Aber bei all der Empörung, die sich am Arm-Reich-Kontrast entzündet, beobachtet Kreipe einen anderen Trend. „Seit etwa einem Jahr hat sich die Stimmung in der Stadt gedreht“, sagt sie. Am Anfang hat es schlimme Veranstaltungen gegeben, sie wurde wüst beschimpft. Jetzt erlebt sie es zunehmend so, dass die betroffenen Nachbarn ihrem Ärger zwar erst mal Luft machen, sich dann aber wieder abregen. Es helfe auch, dass sie auf immer mehr Unterkünfte verweisen können, die problemlos liefen. Denn weder schieße die Kriminalität in die Höhe noch vermülle die Gegend. Außerdem melden seit einem halben Jahr immer mehr Privatpersonen potentielle Flächen und Gebäude, leerstehende Bürogebäude zum Beispiel oder ausgediente Hotels. „Die Flüchtlinge sind ja da und die Menschen in der Stadt scheinen langsam zu begreifen, dass die Unterkünfte keine Schikanen, sondern schlicht notwendig sind“, sagt Kreipe. Auch meldeten sich immer mehr ehrenamtliche Helfer. Nicht nur in Harvesthude.
Blandow-Schlegel nennt das Vorgehen der Kläger manipulativ. „Sie tun so, als ob sie nicht gegen Flüchtlinge wären und es ihnen nur um die Anzahl der Menschen geht“, sagt sie. Aber das sei doch nur vorgeschoben. Wenn hier nur 30 bis 50 Menschen untergebracht würden, wie der Anwalt der Kläger fordere, könne man sich ja vorstellen, was dann los sei. „Dann wird dem Vorwurf ’Luxusunterkunft im Luxusviertel‘ noch mehr Vorschub geleistet“, sagt sie. Wenn schon investiert werde, sollten doch möglichst viele Menschen etwas davon haben. Außerdem könne die Stadt, die das Grundstück an der Sophienterrasse für rund 15 Millionen Euro vom Bund gekauft hat, diese Investition abschreiben und vielleicht in zehn Jahren gewinnbringend verkaufen.
Sie findet es abwegig, dass einige wenige die Mehrheit dominieren. Natürlich respektiere sie das Urteil, man lebe ja in einem Rechtsstaat. Aber so ganz zufrieden sieht sie dabei nicht aus. Es gehe doch um den Zusammenhalt in der Gesellschaft, alle müssten sich doch der Verantwortung bewusst sein. Die Entscheidung des Gerichts hat sie dann doch überrascht. Das Bezirksamt hat gegen das Urteil Beschwerde eingelegt. Nun entscheidet das Oberverwaltungsgericht über die Unterkunft in Harvestehude.

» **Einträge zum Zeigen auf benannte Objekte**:
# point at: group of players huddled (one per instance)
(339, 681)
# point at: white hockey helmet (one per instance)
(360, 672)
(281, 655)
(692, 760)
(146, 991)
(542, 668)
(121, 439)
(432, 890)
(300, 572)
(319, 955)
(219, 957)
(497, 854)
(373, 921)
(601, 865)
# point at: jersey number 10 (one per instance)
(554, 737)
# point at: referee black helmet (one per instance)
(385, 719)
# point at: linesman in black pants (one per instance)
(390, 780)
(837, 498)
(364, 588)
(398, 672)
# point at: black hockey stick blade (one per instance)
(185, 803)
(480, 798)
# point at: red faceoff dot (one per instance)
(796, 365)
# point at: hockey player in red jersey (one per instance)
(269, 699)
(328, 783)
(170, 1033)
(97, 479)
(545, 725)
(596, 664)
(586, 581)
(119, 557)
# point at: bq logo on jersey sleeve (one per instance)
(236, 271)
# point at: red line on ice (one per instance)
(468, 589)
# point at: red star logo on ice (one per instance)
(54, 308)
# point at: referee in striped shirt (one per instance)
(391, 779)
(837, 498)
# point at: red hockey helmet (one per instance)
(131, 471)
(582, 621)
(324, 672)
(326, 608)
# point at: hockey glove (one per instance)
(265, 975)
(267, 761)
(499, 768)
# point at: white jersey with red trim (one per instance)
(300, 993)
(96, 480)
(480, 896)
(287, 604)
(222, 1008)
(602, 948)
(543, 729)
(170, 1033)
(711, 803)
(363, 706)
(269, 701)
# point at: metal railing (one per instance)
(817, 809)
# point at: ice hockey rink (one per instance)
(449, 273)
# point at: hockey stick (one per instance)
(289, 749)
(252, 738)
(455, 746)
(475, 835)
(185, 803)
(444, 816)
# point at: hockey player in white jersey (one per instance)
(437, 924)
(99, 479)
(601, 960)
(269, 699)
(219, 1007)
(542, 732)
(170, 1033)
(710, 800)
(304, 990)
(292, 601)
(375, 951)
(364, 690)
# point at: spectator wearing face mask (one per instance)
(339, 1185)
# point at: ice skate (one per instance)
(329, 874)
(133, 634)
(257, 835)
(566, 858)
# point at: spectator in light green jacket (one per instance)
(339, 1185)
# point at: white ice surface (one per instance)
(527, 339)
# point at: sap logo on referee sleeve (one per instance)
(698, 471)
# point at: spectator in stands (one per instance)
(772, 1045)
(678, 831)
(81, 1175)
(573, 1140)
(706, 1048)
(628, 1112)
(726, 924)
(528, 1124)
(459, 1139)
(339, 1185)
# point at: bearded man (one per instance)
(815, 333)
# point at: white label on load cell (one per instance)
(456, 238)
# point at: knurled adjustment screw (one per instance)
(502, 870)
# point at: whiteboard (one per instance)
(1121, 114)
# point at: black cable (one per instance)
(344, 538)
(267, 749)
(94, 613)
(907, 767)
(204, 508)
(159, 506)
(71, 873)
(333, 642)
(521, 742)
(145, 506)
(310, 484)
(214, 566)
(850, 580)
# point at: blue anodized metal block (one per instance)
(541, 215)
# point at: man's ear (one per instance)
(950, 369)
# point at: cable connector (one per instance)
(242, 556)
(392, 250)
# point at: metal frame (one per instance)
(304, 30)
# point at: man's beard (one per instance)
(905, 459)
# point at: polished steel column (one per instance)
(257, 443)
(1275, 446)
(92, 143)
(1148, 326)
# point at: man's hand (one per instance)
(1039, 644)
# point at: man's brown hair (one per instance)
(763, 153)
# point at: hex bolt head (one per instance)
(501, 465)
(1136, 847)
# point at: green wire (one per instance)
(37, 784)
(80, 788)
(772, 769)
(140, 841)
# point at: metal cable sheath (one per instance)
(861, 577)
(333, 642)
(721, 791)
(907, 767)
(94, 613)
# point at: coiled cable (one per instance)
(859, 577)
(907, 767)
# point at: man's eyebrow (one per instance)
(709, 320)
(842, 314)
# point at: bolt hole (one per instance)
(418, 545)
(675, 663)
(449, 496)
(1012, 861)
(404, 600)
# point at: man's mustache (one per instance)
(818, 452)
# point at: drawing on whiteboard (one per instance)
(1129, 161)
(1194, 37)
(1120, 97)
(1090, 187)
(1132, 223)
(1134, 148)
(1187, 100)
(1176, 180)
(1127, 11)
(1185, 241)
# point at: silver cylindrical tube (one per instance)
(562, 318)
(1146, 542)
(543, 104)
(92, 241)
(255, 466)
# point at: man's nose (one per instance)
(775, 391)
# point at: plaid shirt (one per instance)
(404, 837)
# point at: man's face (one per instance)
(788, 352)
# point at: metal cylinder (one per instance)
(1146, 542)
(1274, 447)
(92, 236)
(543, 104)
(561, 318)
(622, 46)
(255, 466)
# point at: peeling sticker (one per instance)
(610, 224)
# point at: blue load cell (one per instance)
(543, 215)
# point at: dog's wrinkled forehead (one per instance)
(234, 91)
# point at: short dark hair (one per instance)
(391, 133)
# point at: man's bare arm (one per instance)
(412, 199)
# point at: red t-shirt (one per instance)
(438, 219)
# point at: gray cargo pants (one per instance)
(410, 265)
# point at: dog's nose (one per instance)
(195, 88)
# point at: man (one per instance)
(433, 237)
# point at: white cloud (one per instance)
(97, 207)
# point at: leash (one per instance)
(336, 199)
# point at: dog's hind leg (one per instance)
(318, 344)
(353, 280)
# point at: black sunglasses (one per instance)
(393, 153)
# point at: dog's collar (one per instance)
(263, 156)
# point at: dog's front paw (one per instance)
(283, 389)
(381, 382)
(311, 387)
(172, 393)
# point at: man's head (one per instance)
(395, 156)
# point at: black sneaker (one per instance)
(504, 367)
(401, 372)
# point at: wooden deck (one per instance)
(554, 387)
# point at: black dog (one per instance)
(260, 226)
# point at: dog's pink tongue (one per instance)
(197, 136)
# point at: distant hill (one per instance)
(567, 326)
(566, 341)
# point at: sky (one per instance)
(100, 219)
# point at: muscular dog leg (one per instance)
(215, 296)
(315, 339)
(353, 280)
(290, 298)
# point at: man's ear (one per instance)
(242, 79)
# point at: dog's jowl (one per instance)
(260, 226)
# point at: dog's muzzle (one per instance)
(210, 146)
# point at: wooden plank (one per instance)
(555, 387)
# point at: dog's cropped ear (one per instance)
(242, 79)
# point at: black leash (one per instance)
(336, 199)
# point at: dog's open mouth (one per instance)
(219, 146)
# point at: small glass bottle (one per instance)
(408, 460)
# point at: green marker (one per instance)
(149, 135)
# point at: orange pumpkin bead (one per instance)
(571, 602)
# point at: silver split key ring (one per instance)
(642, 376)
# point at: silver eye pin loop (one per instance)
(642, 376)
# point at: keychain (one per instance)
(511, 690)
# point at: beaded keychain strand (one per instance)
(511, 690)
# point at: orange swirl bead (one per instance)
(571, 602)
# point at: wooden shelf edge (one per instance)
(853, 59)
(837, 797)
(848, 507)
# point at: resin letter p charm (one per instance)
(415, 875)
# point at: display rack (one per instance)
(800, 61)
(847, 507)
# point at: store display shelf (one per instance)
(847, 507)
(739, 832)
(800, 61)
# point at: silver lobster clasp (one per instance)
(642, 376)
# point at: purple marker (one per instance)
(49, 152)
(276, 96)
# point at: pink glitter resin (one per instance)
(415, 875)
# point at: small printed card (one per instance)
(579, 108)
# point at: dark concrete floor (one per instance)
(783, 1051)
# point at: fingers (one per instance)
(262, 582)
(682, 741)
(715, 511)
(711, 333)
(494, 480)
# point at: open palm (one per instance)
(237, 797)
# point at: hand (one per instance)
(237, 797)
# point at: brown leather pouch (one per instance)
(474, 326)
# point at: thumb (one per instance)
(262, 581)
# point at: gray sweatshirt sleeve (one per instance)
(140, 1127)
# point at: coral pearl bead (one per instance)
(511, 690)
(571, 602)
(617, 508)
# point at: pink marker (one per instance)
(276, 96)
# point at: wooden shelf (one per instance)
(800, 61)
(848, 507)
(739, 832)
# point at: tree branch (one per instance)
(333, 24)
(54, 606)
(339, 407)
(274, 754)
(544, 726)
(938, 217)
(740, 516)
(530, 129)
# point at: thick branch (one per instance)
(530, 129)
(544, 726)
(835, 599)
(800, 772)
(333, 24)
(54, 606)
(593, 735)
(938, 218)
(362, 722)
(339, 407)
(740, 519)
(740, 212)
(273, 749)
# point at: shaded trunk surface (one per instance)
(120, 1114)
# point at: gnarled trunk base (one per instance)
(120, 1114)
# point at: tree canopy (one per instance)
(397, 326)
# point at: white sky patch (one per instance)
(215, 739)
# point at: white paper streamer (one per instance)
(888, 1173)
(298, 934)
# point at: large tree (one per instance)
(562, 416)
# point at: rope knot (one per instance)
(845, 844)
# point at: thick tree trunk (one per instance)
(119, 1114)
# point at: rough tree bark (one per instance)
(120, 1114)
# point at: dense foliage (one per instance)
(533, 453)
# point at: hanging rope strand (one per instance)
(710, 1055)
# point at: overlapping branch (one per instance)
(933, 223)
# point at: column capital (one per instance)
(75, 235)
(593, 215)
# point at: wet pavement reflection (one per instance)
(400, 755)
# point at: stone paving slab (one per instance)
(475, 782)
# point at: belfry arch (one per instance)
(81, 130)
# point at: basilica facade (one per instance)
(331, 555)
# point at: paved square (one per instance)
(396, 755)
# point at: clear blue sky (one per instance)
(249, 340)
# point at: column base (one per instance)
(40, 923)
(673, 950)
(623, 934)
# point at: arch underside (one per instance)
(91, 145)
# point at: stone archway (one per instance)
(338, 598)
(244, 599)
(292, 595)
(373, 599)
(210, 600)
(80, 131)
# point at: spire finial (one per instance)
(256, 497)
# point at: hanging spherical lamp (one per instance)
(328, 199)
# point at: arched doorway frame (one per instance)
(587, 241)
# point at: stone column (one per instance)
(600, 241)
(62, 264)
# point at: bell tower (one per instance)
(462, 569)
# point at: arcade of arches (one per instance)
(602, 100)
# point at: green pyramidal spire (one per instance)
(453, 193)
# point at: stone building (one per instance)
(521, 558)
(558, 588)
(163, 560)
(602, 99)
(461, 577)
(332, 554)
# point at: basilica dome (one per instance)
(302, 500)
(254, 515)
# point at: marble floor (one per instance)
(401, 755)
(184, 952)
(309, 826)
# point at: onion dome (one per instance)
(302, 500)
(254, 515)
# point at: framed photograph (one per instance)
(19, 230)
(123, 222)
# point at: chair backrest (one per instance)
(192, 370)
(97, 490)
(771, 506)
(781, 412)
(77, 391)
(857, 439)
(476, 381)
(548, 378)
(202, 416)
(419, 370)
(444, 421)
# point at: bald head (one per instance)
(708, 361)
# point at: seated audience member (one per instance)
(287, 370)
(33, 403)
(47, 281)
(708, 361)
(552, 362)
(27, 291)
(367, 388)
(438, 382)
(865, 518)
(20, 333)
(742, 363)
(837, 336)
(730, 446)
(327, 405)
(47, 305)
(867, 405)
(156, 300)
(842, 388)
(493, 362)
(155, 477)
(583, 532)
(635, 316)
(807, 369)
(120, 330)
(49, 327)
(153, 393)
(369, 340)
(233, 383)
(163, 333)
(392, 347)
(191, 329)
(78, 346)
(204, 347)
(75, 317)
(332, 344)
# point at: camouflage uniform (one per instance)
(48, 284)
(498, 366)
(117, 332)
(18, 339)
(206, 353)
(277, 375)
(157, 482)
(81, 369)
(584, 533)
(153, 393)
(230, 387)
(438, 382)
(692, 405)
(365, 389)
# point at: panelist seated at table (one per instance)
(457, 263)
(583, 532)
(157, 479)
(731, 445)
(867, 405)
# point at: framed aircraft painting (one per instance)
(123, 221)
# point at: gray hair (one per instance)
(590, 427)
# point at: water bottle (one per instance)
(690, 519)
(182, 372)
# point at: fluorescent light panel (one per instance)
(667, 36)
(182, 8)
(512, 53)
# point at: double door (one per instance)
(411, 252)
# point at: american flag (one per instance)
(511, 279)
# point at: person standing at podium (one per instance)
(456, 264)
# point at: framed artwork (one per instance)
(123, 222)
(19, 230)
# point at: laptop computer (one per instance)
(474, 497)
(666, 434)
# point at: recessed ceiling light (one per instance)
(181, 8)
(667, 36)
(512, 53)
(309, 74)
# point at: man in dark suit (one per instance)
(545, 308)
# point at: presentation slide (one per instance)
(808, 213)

» **AUFGABEN**:
- 1) Nenne alle Zeitspannen, die der Text über die Flüchtlingsunterkunft in Harvestehude mit einer Mengenangabe in Jahren angibt.
- 2) Gib aus dem Text über die Flüchtlingsunterkunft alles von „Sie findet es“ bis hinunter zu „Unterkunft in Harvestehude.“ wortgetreu wieder.

» **LÖSUNGEN**:
- 1) etwa ein Jahr, ein halbes Jahr, zehn Jahre

- 2)
Sie findet es abwegig, dass einige wenige die Mehrheit dominieren. Natürlich respektiere sie das Urteil, man lebe ja in einem Rechtsstaat. Aber so ganz zufrieden sieht sie dabei nicht aus. Es gehe doch um den Zusammenhalt in der Gesellschaft, alle müssten sich doch der Verantwortung bewusst sein. Die Entscheidung des Gerichts hat sie dann doch überrascht. Das Bezirksamt hat gegen das Urteil Beschwerde eingelegt. Nun entscheidet das Oberverwaltungsgericht über die Unterkunft in Harvestehude.